EXTRACTED TEXT -
Tue, 01/11/2022 - 13:49
Valerie Levine of the Ice Theatre of New York was among a half-dozen professionals who performed in an ice show at the Buckskill Winter Club here Saturday evening.
Craig Macnaughton

Judging from the scores of skaters there Saturday afternoon, the Buckskill Winter Club is the place to be this season, and, despite the fact that the weather swings since Thanksgiving have caused several rebuilds of the rink’s ice, “people are telling me that the ice this year is the best ever,” Doug De Groot said during a conversation in the clubhouse.

Last winter, because of the Covid pandemic, “we just skated around,” said De Groot, who co-owns Buckskill with his wife, Kathryn. But there’s a lot going on at the tennis and skating club now when it comes to figure skating, hockey, and even curling. There was a professional ice show there Saturday evening with half a dozen performers from the Chelsea Piers-based Ice Theatre of New York, two of whose members, Sarah France and Christopher Aaron Singletary, give lessons at the club.

An ice dance coach and choreographer since 1998, France — she’s also an aerialist, modern dancer, and inline artistic figure skater — is in her second year as Buckskill’s figure skating director. “Sarah looks at skaters as both athletes and artists, and seeks to draw out their performance skills with a keen eye toward technical accuracy and precise movement on and off the ice,” her bio, posted next to the clubhouse’s fireplace, says.

Singletary, 26, a fellow Ice Theatre performer whom France recruited this winter, and who has skated competitively since the age of 7, is available for lessons throughout the week. The club’s other figure skating instructors are Milly Wasserman, one of the Ice Theatre of New York’s apprentice soloists, Brittni Svanberg, an East Hamptoner who skated with Boston University’s figure skating club until her graduation in 2018, and Emma Dahl, who trained at the University of Delaware for six years and has been a figure skating instructor at Buckskill for the past five. De Groot said that Sama Azadi, “a landscape architect whose true love is skating,” has also been added to the figure skating staff.

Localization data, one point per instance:
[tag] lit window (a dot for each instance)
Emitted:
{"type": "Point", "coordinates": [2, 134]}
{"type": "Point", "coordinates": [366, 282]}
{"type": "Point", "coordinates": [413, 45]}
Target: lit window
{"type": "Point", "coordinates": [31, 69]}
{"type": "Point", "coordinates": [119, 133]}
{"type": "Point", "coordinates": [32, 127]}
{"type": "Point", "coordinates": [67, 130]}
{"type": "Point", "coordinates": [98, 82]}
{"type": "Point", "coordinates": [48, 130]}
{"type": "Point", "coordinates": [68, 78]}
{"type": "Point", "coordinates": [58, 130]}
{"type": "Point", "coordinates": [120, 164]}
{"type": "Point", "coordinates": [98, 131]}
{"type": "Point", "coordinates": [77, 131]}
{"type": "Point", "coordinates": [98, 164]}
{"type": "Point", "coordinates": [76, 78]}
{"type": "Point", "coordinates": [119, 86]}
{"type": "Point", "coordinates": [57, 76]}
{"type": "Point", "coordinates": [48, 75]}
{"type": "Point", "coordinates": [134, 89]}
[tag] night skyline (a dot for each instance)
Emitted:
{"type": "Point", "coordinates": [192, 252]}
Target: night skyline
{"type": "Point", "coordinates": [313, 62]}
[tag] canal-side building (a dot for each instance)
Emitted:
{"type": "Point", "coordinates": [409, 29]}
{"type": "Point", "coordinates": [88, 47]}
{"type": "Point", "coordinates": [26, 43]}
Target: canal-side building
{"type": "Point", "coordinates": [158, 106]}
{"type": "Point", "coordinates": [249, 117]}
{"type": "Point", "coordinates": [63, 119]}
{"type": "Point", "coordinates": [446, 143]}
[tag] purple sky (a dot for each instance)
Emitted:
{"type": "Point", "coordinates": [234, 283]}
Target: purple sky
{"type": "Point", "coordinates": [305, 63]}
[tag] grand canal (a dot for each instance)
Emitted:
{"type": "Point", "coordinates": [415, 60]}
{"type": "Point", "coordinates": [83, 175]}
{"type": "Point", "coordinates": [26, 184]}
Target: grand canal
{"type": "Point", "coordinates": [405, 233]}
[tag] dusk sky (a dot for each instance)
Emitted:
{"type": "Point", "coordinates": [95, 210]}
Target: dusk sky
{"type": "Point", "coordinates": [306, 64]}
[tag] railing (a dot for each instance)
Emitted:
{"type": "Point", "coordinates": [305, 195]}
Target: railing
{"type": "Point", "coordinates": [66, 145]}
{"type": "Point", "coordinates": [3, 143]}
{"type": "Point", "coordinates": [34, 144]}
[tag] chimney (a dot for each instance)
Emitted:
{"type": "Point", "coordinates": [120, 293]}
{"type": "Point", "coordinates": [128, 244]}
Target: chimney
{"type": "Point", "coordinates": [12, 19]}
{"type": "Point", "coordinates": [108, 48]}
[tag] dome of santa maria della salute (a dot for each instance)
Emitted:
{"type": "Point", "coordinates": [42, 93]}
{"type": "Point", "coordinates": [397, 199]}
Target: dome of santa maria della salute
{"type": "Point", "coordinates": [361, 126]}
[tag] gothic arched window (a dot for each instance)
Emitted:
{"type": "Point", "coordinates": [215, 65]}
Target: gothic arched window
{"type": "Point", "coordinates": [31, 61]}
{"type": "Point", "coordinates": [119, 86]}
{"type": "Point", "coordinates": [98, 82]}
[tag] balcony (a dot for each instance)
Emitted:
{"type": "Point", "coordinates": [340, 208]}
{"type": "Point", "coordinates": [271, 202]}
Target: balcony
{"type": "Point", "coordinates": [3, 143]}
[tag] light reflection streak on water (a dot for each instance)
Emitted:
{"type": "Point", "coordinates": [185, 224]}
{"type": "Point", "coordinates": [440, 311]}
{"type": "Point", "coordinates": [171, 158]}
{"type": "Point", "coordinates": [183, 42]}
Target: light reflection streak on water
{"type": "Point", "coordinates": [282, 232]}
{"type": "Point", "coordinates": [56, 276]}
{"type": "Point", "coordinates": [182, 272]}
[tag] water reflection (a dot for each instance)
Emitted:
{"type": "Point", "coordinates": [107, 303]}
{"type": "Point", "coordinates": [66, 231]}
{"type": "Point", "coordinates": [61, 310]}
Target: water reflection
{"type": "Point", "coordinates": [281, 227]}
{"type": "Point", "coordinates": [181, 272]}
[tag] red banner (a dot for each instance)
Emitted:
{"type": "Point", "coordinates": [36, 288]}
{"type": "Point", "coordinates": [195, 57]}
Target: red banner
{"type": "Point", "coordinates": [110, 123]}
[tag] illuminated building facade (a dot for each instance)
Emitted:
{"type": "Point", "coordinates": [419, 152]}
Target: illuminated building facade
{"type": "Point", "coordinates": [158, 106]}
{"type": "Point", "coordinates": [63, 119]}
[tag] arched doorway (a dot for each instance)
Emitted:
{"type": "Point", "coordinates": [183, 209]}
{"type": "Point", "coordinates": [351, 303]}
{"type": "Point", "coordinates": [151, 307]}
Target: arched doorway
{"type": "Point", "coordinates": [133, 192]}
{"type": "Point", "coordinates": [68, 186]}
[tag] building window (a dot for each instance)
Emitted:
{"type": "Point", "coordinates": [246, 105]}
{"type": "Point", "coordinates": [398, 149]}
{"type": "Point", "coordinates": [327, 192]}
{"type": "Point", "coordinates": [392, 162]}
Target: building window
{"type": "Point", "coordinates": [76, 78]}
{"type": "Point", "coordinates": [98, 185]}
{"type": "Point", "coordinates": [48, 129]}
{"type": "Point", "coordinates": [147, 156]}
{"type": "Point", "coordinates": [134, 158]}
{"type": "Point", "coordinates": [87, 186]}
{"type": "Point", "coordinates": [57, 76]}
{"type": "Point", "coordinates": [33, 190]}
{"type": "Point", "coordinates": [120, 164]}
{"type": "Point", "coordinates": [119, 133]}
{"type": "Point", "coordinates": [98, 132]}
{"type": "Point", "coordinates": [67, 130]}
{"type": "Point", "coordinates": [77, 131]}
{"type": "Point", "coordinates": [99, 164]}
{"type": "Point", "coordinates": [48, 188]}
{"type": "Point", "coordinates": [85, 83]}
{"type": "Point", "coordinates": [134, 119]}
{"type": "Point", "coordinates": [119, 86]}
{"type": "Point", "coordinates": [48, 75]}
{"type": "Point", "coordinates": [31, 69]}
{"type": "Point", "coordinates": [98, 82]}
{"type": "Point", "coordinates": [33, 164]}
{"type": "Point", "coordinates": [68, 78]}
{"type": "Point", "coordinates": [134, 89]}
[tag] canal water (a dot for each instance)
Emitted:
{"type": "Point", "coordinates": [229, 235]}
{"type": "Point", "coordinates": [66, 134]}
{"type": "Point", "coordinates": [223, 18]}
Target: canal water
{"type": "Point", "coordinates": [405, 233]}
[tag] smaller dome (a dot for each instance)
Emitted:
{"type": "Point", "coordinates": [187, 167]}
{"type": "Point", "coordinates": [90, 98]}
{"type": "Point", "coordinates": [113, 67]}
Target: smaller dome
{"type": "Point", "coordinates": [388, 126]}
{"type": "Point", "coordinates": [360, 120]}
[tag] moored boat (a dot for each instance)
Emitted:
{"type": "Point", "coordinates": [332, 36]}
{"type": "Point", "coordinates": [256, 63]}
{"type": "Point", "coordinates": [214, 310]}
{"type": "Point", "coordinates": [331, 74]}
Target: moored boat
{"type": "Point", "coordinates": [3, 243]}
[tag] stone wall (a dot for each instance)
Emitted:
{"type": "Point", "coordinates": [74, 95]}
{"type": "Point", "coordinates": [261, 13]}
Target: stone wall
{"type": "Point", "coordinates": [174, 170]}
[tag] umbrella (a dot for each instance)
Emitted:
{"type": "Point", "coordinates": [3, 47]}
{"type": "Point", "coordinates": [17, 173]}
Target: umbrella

TASK OBJECTIVE -
Resume the article about skating at the Buckskill Winter Club, starting right after its final sentence.

RESULT OF THE TASK -
Tim Luzadre, who has been with the Winter Club since the beginning 18 years ago, heads its ice hockey program, which this winter, under the sponsorship of the Peconic Hockey Foundation, has 16-u, 12-u, and 10-u teams. The younger kids practice Sunday mornings, the older ones, a number of whom live up the

Island, practice Thursday evenings. Evening drop-in hockey for adults has been a big draw too, said De Groot, who added that curling, the bocce-on-ice game, with curlers, stones, and sweepers that originated in Scotland in the 16th century and is now a winter Olympic sport, is to be introduced at the rink soon by members of the Long Island Curling Club in Syosset.

“We’ve got one [15-by-150-foot] ‘sheet’ down already,” De Groot said. “And we’ve got the equipment. We’re just waiting on the curling club to come out and show us how to play.” Given the rink’s National Hockey League dimensions, 85 by 200 feet, as many as five sheets could be accommodated.